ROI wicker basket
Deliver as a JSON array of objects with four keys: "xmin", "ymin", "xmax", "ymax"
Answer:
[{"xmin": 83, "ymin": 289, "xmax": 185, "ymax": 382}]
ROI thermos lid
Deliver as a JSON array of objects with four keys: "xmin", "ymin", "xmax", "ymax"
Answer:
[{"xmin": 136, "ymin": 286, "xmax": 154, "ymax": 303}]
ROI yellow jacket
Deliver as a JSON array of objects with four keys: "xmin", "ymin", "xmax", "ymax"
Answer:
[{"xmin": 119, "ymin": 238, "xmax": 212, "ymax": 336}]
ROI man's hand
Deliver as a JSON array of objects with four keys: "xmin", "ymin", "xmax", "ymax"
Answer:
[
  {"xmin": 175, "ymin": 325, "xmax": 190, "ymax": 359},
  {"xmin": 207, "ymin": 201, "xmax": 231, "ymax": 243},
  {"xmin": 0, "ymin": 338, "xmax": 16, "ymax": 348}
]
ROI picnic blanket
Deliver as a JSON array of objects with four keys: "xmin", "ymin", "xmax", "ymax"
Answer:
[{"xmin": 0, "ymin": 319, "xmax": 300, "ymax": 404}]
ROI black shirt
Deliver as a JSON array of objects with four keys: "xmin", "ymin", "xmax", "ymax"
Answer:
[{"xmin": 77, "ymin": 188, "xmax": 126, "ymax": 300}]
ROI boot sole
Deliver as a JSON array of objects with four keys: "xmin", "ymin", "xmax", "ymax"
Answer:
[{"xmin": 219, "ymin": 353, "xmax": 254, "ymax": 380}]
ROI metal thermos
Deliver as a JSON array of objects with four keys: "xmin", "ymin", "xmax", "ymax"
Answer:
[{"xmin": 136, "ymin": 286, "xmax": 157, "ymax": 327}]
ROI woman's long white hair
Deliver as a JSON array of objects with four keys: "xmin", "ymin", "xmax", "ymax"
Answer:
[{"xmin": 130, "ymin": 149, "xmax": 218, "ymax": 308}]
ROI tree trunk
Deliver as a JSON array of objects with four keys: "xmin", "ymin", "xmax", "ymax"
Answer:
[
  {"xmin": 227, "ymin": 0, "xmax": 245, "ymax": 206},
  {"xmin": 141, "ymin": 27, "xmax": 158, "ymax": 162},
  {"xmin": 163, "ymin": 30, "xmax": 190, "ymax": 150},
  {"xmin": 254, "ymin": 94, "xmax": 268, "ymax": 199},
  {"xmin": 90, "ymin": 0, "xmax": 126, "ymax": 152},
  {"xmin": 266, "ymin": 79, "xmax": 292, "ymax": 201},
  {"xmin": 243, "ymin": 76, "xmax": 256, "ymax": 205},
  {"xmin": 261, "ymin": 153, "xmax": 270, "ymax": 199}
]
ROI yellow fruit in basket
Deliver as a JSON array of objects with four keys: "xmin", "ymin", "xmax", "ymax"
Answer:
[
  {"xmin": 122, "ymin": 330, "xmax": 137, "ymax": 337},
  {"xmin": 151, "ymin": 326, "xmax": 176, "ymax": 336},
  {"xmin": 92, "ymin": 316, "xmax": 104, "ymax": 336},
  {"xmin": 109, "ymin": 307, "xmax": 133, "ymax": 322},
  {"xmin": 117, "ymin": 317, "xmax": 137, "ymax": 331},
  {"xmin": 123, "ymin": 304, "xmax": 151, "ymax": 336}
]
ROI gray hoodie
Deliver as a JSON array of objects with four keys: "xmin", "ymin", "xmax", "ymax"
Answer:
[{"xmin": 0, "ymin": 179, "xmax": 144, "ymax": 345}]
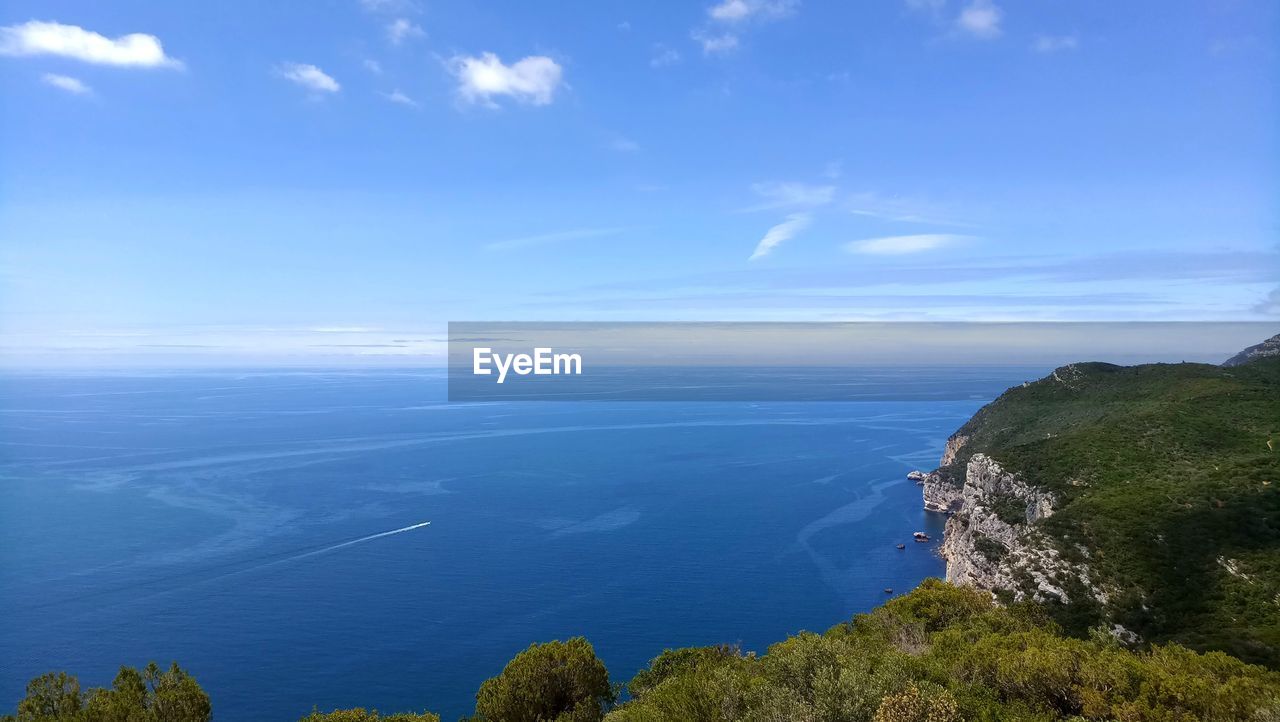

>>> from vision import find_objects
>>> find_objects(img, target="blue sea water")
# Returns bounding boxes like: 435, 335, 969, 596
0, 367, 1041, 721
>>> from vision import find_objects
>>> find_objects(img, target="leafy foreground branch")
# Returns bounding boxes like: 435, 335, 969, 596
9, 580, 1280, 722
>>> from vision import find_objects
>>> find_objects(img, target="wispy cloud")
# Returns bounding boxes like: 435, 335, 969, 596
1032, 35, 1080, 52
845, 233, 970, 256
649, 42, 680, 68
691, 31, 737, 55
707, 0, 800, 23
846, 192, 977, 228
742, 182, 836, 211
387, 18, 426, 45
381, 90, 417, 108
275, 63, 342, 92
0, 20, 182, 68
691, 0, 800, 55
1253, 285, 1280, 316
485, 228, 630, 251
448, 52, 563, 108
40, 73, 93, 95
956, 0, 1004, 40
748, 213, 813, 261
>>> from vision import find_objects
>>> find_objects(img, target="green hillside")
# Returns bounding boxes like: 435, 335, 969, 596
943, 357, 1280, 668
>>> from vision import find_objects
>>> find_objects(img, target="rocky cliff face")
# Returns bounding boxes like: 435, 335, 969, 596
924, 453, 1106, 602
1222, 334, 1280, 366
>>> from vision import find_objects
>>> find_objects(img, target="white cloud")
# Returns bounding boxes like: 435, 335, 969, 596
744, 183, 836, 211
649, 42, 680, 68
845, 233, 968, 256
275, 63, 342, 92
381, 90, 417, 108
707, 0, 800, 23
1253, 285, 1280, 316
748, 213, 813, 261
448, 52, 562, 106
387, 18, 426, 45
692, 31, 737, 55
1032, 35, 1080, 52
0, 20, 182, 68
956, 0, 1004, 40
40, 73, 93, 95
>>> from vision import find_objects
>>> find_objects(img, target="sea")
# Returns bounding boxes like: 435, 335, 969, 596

# 課題の指示:
上のレコードの行を最初から最後まで、一字一句そのまま書き写してください。画像は答えに含めないこと。

# この課題の結果:
ROI wicker basket
Deliver as a JSON array of objects with four keys: "xmin", "ymin", "xmax", "ymax"
Answer:
[{"xmin": 83, "ymin": 289, "xmax": 185, "ymax": 382}]
ROI thermos lid
Deliver as a JSON array of objects with four keys: "xmin", "ymin", "xmax", "ymax"
Answer:
[{"xmin": 136, "ymin": 286, "xmax": 154, "ymax": 303}]
ROI yellow jacket
Deliver as a JSON array of objects with four keys: "xmin", "ymin", "xmax", "ymax"
Answer:
[{"xmin": 119, "ymin": 238, "xmax": 212, "ymax": 336}]
ROI man's hand
Deliver as a JSON array of objects with four keys: "xmin", "ymin", "xmax", "ymax"
Answer:
[
  {"xmin": 175, "ymin": 325, "xmax": 190, "ymax": 359},
  {"xmin": 207, "ymin": 201, "xmax": 231, "ymax": 243},
  {"xmin": 0, "ymin": 338, "xmax": 16, "ymax": 348}
]
ROI picnic blanket
Deliver as a JSON array of objects with four keys: "xmin", "ymin", "xmax", "ymax"
Answer:
[{"xmin": 0, "ymin": 319, "xmax": 300, "ymax": 404}]
ROI black shirt
Deliver as a JSON array of objects with four keys: "xmin", "ymin", "xmax", "ymax"
Answer:
[{"xmin": 77, "ymin": 188, "xmax": 126, "ymax": 300}]
ROI boot sole
Deliver as a JSON array of objects with four keys: "xmin", "ymin", "xmax", "ymax"
Answer:
[{"xmin": 219, "ymin": 353, "xmax": 254, "ymax": 380}]
ROI metal thermos
Deliver as a JSON array of objects with four keys: "xmin", "ymin", "xmax", "ymax"
Answer:
[{"xmin": 136, "ymin": 286, "xmax": 157, "ymax": 327}]
ROI woman's long white hair
Deliver as a JSON array of objects with four keys: "xmin", "ymin", "xmax", "ymax"
Answer:
[{"xmin": 130, "ymin": 149, "xmax": 218, "ymax": 308}]
ROI tree trunk
Deliver as a JSON array of objects with four keys: "xmin", "ymin", "xmax", "ymax"
Answer:
[
  {"xmin": 227, "ymin": 0, "xmax": 245, "ymax": 206},
  {"xmin": 141, "ymin": 27, "xmax": 158, "ymax": 162},
  {"xmin": 163, "ymin": 30, "xmax": 190, "ymax": 150},
  {"xmin": 254, "ymin": 94, "xmax": 268, "ymax": 199},
  {"xmin": 90, "ymin": 0, "xmax": 126, "ymax": 152},
  {"xmin": 266, "ymin": 79, "xmax": 292, "ymax": 201},
  {"xmin": 243, "ymin": 76, "xmax": 256, "ymax": 205},
  {"xmin": 261, "ymin": 153, "xmax": 270, "ymax": 199}
]
ROI yellow fruit in basket
Deliver as a JSON array of objects with four keys: "xmin", "ymin", "xmax", "ymax"
Answer:
[
  {"xmin": 122, "ymin": 330, "xmax": 137, "ymax": 337},
  {"xmin": 151, "ymin": 326, "xmax": 176, "ymax": 336},
  {"xmin": 92, "ymin": 316, "xmax": 104, "ymax": 336},
  {"xmin": 109, "ymin": 307, "xmax": 133, "ymax": 322},
  {"xmin": 117, "ymin": 317, "xmax": 137, "ymax": 331},
  {"xmin": 123, "ymin": 304, "xmax": 151, "ymax": 336}
]
ROI gray hoodie
Deliver as a JSON array of objects with four keys: "xmin", "ymin", "xmax", "ymax"
Answer:
[{"xmin": 0, "ymin": 179, "xmax": 144, "ymax": 345}]

>>> from vision import find_objects
>>> find_objects(img, target="blue sea water")
# Returns bounding boxes like: 435, 335, 969, 596
0, 367, 1041, 721
>>> from vision import find_objects
>>> find_objects(img, target="leafy foreground branch")
# Returns bounding boxes like: 435, 335, 969, 596
9, 580, 1280, 722
>>> from vision import find_objects
>>> find_objects(img, target="wispy cloud")
# Returns bounding boxes like: 435, 335, 969, 596
1032, 35, 1080, 52
845, 233, 970, 256
649, 42, 680, 68
691, 31, 737, 55
707, 0, 800, 23
846, 192, 977, 228
742, 182, 836, 211
387, 18, 426, 45
381, 90, 417, 108
275, 63, 342, 92
0, 20, 182, 68
691, 0, 800, 55
1253, 285, 1280, 316
485, 228, 630, 251
448, 52, 563, 108
40, 73, 93, 95
956, 0, 1004, 40
748, 213, 813, 261
>>> from vision import find_objects
>>> find_objects(img, target="green hillside")
# Returns bounding boxes like: 435, 335, 969, 596
943, 357, 1280, 668
>>> from vision import find_objects
>>> find_objects(img, target="rocky cliff face")
# Returns bounding boxes like: 435, 335, 969, 596
924, 453, 1106, 602
1222, 334, 1280, 366
>>> from vision import find_objects
>>> find_objects(img, target="white cloud")
# Returns bounding boxes like: 435, 335, 969, 596
744, 183, 836, 211
649, 42, 680, 68
845, 233, 968, 256
275, 63, 342, 92
381, 90, 417, 108
707, 0, 800, 23
1253, 285, 1280, 316
748, 213, 813, 261
448, 52, 562, 106
387, 18, 426, 45
692, 31, 737, 55
1032, 35, 1080, 52
0, 20, 182, 68
956, 0, 1004, 40
40, 73, 93, 95
>>> from vision import find_objects
>>> find_objects(img, target="sea")
# Returns bounding boxes like: 435, 335, 969, 596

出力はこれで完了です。